** start **

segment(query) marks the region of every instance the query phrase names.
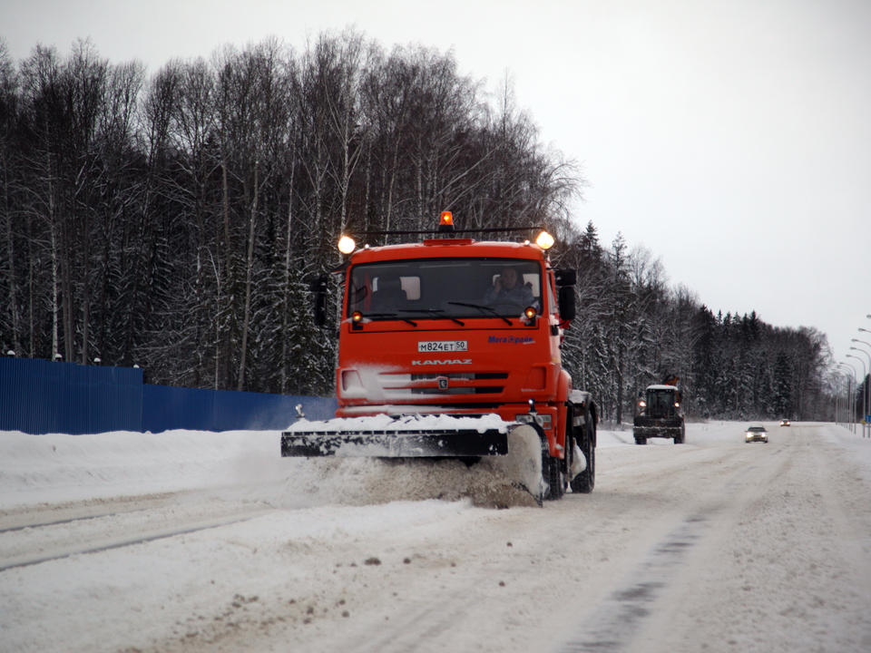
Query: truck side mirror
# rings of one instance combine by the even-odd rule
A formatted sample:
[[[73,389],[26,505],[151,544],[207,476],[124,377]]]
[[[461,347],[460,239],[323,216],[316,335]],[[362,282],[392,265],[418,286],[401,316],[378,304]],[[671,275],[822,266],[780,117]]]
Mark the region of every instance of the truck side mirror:
[[[574,270],[572,270],[573,272]],[[574,287],[561,286],[559,289],[560,319],[573,320],[575,317],[574,309]]]
[[[315,326],[323,326],[327,324],[327,282],[329,277],[319,275],[308,283],[308,291],[315,294],[312,302],[312,321]]]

** end **

## SET EXERCISE
Lay out every line of the data above as a JSON list of strings, one string per line, with blank lines omitted and the pictures left out.

## FINISHED ANSWER
[
  "segment(query) marks the region of every instance the query phrase names.",
  "Query: truck side mirror",
  "# rings of one instance combine by the even-odd rule",
  "A formatted sample:",
  "[[[73,389],[26,505],[151,544],[207,476],[124,377]]]",
  "[[[461,347],[460,239],[323,216],[316,335]],[[362,282],[392,265],[418,286],[401,316],[378,304]],[[671,275],[822,266],[780,117]]]",
  "Mark the region of every instance of the truck side mirror:",
  "[[[574,270],[572,270],[573,272]],[[574,287],[561,286],[559,289],[560,319],[573,320],[575,317],[574,309]]]",
  "[[[315,326],[323,326],[327,324],[327,282],[329,277],[319,275],[308,283],[308,291],[315,294],[312,302],[312,321]]]"
]